= Exercise instructions =
The required output is the lines below from the line containing "like x=241 y=241." to the line containing "like x=300 y=234.", inclusive, retyped exactly. No other lines belong in it.

┌─ Records shown

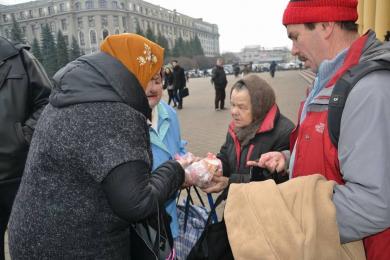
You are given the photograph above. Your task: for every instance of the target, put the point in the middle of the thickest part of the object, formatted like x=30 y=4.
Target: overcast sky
x=240 y=22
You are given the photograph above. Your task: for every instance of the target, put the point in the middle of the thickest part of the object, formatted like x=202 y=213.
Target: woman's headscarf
x=139 y=55
x=262 y=98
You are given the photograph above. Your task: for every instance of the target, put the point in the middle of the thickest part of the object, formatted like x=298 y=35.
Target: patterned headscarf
x=139 y=55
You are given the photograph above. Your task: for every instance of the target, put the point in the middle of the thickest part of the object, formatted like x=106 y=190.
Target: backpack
x=342 y=89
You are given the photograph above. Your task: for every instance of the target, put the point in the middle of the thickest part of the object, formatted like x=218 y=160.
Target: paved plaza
x=205 y=129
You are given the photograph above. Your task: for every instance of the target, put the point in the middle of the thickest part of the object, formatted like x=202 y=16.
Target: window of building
x=91 y=21
x=64 y=24
x=53 y=27
x=104 y=20
x=92 y=36
x=62 y=7
x=80 y=23
x=103 y=3
x=81 y=38
x=116 y=20
x=89 y=4
x=66 y=38
x=50 y=10
x=34 y=29
x=105 y=33
x=41 y=12
x=77 y=6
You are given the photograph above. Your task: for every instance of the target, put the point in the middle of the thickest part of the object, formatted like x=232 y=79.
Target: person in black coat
x=257 y=127
x=179 y=82
x=24 y=92
x=218 y=78
x=168 y=85
x=88 y=173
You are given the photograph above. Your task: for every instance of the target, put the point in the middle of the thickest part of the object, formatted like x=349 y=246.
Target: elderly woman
x=87 y=175
x=257 y=127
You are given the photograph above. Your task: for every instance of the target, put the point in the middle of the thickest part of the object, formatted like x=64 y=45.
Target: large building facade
x=90 y=21
x=258 y=54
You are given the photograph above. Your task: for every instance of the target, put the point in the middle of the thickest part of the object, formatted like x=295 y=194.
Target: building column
x=360 y=20
x=382 y=18
x=369 y=15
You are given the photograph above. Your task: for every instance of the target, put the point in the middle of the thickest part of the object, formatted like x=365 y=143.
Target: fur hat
x=140 y=56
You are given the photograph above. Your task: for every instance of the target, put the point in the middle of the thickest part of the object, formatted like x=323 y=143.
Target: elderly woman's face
x=154 y=90
x=241 y=108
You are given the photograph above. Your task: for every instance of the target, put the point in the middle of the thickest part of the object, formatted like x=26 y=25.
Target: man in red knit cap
x=325 y=38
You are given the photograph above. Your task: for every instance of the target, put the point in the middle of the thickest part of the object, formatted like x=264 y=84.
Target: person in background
x=325 y=37
x=88 y=173
x=165 y=139
x=24 y=92
x=272 y=68
x=218 y=78
x=168 y=84
x=179 y=82
x=257 y=127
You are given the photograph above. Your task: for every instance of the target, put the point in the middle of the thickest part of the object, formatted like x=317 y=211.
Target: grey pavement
x=205 y=129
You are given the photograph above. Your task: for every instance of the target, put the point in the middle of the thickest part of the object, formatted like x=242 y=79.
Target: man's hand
x=219 y=183
x=272 y=161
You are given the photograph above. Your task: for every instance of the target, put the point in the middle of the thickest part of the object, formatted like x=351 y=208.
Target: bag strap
x=221 y=197
x=341 y=91
x=187 y=205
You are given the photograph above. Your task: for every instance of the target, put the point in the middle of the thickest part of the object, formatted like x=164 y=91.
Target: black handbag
x=213 y=244
x=184 y=92
x=149 y=239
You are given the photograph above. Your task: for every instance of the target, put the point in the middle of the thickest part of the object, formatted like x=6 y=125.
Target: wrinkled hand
x=219 y=183
x=272 y=161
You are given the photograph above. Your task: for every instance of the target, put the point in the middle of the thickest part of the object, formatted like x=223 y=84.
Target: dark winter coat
x=273 y=135
x=24 y=92
x=179 y=77
x=95 y=125
x=218 y=77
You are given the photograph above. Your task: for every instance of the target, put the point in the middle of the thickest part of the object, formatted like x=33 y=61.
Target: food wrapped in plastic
x=200 y=173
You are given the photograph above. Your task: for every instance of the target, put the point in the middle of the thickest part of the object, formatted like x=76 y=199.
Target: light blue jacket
x=166 y=142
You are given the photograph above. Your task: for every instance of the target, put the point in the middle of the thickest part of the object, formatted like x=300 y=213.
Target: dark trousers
x=220 y=98
x=172 y=96
x=8 y=192
x=180 y=98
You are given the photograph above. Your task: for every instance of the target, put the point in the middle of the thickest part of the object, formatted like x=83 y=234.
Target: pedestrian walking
x=24 y=92
x=218 y=78
x=325 y=37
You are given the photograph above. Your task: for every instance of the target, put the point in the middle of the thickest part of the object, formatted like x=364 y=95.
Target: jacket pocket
x=4 y=70
x=20 y=134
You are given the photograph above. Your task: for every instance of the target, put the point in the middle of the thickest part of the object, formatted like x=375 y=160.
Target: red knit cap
x=313 y=11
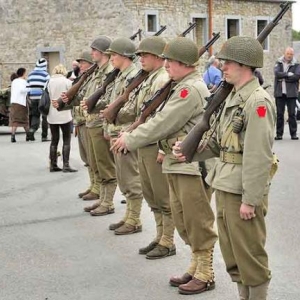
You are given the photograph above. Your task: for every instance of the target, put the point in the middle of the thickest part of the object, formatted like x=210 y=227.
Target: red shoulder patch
x=184 y=93
x=261 y=111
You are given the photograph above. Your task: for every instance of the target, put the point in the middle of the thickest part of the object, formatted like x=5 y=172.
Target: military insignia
x=184 y=93
x=261 y=111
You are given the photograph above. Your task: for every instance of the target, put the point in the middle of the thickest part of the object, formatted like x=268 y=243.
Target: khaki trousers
x=100 y=158
x=242 y=242
x=130 y=185
x=191 y=211
x=128 y=175
x=156 y=192
x=83 y=151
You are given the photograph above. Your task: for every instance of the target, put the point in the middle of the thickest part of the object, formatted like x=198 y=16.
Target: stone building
x=59 y=30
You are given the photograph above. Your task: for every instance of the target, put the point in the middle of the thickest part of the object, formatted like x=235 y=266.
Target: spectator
x=213 y=75
x=58 y=84
x=37 y=80
x=19 y=109
x=259 y=76
x=73 y=74
x=287 y=74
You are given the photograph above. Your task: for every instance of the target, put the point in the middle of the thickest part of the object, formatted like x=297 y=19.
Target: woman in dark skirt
x=18 y=114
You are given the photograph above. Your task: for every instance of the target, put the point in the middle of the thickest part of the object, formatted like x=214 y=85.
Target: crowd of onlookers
x=25 y=95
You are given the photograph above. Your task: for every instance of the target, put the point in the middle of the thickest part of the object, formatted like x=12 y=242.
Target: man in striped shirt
x=37 y=80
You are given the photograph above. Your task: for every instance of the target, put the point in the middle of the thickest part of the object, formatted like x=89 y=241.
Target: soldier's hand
x=54 y=103
x=160 y=158
x=119 y=145
x=177 y=152
x=64 y=97
x=247 y=212
x=83 y=104
x=76 y=131
x=106 y=136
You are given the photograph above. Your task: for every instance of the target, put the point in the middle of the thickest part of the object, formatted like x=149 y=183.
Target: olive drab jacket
x=180 y=113
x=153 y=82
x=98 y=77
x=127 y=113
x=245 y=158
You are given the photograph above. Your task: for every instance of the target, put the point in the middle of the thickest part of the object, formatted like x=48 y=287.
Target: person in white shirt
x=18 y=115
x=58 y=84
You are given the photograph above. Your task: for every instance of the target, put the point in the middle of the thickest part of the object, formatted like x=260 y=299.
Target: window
x=232 y=27
x=152 y=21
x=200 y=31
x=260 y=25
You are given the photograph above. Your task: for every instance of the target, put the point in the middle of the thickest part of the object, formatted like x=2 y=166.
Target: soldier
x=99 y=157
x=154 y=182
x=122 y=51
x=241 y=177
x=287 y=75
x=85 y=62
x=190 y=205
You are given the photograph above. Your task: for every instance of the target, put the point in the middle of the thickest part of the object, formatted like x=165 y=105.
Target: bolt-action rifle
x=111 y=112
x=159 y=97
x=93 y=99
x=191 y=143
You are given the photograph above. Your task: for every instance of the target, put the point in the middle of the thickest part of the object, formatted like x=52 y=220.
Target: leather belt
x=231 y=157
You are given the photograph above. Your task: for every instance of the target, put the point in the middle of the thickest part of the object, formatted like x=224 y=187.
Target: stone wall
x=70 y=26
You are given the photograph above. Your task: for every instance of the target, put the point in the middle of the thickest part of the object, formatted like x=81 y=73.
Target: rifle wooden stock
x=160 y=31
x=110 y=113
x=93 y=99
x=189 y=29
x=152 y=104
x=75 y=88
x=159 y=97
x=191 y=142
x=133 y=37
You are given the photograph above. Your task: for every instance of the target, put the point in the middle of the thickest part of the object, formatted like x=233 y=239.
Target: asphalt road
x=50 y=249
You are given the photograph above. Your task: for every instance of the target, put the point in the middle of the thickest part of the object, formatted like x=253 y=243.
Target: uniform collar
x=236 y=97
x=126 y=71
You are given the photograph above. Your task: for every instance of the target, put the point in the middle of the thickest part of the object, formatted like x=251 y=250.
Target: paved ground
x=50 y=249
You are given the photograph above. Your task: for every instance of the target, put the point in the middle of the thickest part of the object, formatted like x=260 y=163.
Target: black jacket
x=292 y=82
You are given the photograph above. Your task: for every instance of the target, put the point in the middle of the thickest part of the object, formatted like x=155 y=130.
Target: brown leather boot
x=66 y=157
x=93 y=206
x=115 y=226
x=148 y=248
x=53 y=159
x=178 y=280
x=102 y=211
x=80 y=195
x=90 y=196
x=160 y=252
x=128 y=229
x=195 y=286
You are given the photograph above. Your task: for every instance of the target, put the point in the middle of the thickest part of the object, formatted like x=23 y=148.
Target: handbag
x=44 y=104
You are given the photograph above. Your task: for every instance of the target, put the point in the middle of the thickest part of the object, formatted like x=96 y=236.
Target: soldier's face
x=96 y=55
x=232 y=71
x=175 y=69
x=117 y=60
x=147 y=61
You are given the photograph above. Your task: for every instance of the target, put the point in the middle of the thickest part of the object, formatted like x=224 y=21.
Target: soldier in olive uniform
x=122 y=52
x=154 y=182
x=190 y=205
x=241 y=177
x=85 y=62
x=100 y=157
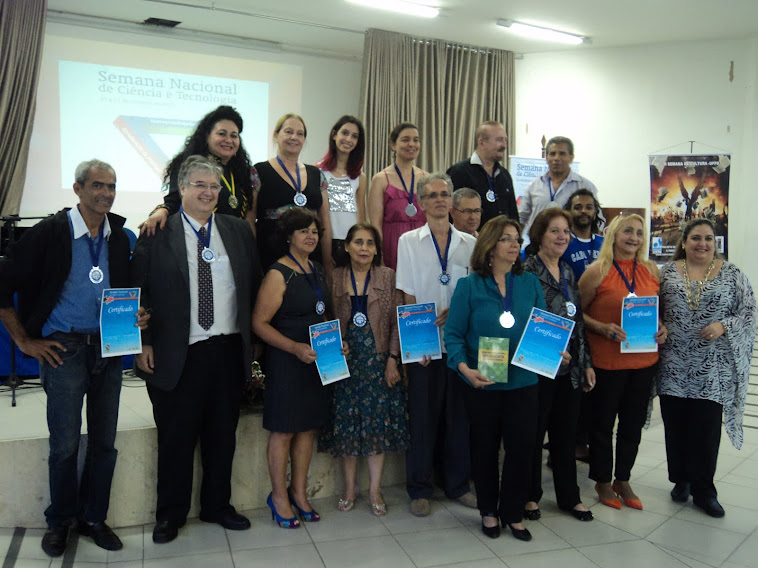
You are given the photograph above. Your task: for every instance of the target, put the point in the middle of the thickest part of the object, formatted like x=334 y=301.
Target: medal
x=208 y=255
x=571 y=309
x=315 y=286
x=410 y=209
x=95 y=275
x=507 y=320
x=359 y=319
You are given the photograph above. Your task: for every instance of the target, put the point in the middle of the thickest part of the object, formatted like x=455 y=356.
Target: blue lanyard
x=631 y=286
x=405 y=187
x=298 y=185
x=205 y=241
x=315 y=284
x=508 y=298
x=361 y=301
x=562 y=284
x=443 y=260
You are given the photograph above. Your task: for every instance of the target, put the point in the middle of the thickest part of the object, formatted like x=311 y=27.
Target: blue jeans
x=84 y=372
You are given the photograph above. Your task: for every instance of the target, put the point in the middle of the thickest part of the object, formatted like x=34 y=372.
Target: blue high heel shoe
x=292 y=523
x=308 y=516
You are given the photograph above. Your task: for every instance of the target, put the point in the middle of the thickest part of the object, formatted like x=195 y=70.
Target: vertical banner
x=685 y=187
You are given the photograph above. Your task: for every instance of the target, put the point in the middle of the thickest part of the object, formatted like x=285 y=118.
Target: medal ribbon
x=207 y=241
x=315 y=284
x=631 y=286
x=362 y=300
x=443 y=260
x=405 y=187
x=298 y=185
x=508 y=298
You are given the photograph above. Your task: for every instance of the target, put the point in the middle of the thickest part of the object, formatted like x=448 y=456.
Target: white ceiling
x=337 y=27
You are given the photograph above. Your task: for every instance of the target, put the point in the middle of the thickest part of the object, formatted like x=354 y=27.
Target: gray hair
x=561 y=140
x=82 y=170
x=463 y=193
x=425 y=180
x=198 y=163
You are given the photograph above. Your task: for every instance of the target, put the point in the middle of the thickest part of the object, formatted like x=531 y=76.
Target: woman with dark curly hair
x=217 y=136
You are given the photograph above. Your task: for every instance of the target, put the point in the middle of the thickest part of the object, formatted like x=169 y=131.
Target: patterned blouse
x=718 y=370
x=556 y=303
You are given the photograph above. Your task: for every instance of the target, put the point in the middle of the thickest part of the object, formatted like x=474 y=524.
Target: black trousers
x=693 y=436
x=436 y=409
x=507 y=418
x=203 y=407
x=559 y=404
x=624 y=394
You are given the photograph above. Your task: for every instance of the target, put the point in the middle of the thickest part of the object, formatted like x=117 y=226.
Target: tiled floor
x=664 y=535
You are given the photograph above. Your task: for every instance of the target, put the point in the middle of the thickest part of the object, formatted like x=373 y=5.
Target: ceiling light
x=542 y=33
x=401 y=6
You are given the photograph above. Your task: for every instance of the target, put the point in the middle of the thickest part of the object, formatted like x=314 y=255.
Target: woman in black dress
x=293 y=296
x=286 y=183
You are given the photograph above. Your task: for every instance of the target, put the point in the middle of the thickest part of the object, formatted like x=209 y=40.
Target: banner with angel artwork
x=685 y=187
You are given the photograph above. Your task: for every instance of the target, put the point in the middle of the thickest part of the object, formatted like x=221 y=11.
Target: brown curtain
x=22 y=29
x=445 y=89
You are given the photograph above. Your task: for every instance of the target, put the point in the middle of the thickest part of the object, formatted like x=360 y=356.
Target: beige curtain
x=22 y=29
x=445 y=89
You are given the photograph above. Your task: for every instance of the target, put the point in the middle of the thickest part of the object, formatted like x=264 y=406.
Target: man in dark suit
x=198 y=277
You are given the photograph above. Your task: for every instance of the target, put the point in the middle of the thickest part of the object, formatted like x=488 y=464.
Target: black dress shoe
x=532 y=514
x=521 y=534
x=492 y=532
x=101 y=533
x=711 y=506
x=585 y=516
x=165 y=531
x=54 y=540
x=230 y=519
x=681 y=492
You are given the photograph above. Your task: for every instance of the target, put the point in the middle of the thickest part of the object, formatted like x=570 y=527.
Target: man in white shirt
x=430 y=261
x=554 y=187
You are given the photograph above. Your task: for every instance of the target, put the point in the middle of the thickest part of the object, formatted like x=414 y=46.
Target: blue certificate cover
x=326 y=341
x=118 y=314
x=639 y=319
x=418 y=334
x=544 y=337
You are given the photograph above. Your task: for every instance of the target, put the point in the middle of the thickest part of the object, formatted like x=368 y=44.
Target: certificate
x=639 y=319
x=326 y=341
x=418 y=334
x=492 y=361
x=544 y=337
x=118 y=314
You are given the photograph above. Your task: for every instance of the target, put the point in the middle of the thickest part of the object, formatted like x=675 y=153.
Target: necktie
x=204 y=287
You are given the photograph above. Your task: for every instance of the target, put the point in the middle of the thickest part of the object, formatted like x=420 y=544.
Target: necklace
x=694 y=302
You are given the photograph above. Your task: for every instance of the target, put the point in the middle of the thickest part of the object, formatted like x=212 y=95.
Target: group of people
x=333 y=249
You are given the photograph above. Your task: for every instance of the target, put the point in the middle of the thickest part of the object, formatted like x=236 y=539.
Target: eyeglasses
x=435 y=195
x=507 y=239
x=202 y=186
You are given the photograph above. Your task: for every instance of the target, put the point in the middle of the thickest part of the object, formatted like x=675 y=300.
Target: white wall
x=619 y=105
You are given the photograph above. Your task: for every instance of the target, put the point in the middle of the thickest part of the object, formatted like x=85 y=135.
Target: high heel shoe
x=631 y=503
x=612 y=503
x=308 y=516
x=292 y=523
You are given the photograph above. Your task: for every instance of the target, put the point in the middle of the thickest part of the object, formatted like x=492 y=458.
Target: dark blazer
x=159 y=266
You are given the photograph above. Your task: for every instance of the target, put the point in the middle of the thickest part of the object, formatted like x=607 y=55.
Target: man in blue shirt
x=59 y=269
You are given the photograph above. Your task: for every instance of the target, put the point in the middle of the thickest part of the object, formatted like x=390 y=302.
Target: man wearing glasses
x=430 y=261
x=466 y=211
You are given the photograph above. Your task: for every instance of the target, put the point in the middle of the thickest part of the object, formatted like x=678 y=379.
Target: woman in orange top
x=624 y=380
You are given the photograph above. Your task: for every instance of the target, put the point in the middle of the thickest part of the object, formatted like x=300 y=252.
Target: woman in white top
x=342 y=166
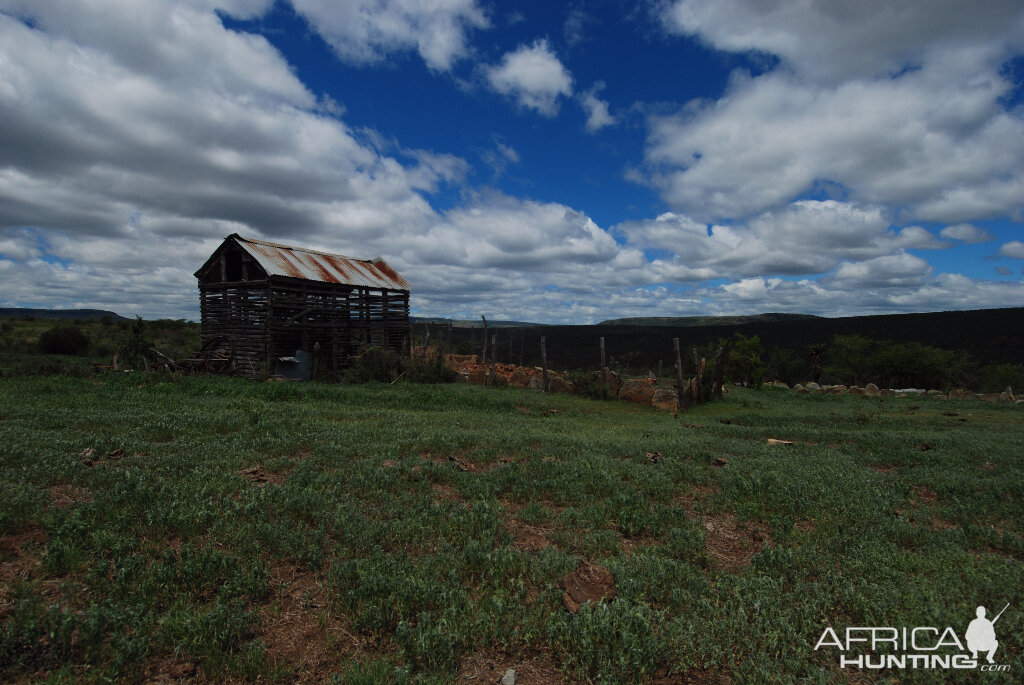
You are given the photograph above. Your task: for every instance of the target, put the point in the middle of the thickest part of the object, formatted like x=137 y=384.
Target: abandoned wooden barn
x=265 y=301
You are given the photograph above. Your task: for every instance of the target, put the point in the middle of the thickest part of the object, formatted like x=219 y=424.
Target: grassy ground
x=215 y=528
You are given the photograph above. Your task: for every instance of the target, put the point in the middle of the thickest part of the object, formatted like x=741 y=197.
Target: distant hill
x=692 y=322
x=471 y=323
x=64 y=314
x=990 y=336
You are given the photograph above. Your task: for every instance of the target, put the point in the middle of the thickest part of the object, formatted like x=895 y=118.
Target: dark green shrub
x=996 y=377
x=64 y=339
x=375 y=365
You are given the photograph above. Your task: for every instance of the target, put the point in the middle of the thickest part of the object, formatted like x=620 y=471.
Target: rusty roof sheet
x=300 y=263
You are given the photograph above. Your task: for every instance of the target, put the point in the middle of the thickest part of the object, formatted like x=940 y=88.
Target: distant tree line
x=855 y=359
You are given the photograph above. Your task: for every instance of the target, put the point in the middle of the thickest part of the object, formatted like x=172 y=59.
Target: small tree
x=743 y=365
x=136 y=345
x=815 y=353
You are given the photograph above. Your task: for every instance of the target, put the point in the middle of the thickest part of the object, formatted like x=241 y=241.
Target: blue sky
x=537 y=161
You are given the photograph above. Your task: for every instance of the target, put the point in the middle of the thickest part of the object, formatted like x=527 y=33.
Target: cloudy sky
x=536 y=161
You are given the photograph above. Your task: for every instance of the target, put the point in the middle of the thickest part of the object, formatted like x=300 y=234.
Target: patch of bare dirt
x=805 y=524
x=470 y=467
x=298 y=628
x=527 y=538
x=695 y=676
x=731 y=544
x=257 y=475
x=166 y=672
x=444 y=493
x=66 y=495
x=589 y=583
x=19 y=555
x=942 y=524
x=696 y=495
x=491 y=668
x=924 y=495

└─

= Problem solution =
You are given the photograph above. Your task: for every instance of the target, put the point in the middle of the thickest part of the object, formatted like x=241 y=241.
Target: blue sky
x=537 y=161
You are given the photograph above. Your task: for every instance of the target, put the point in the middle of the thickest part of the object, formatted like x=527 y=33.
Target: cloudy sky
x=536 y=161
You are given the photograph above. Your task: for every instance of the target, put the point in the middle of the thickest part of the object, formatted like x=300 y=234.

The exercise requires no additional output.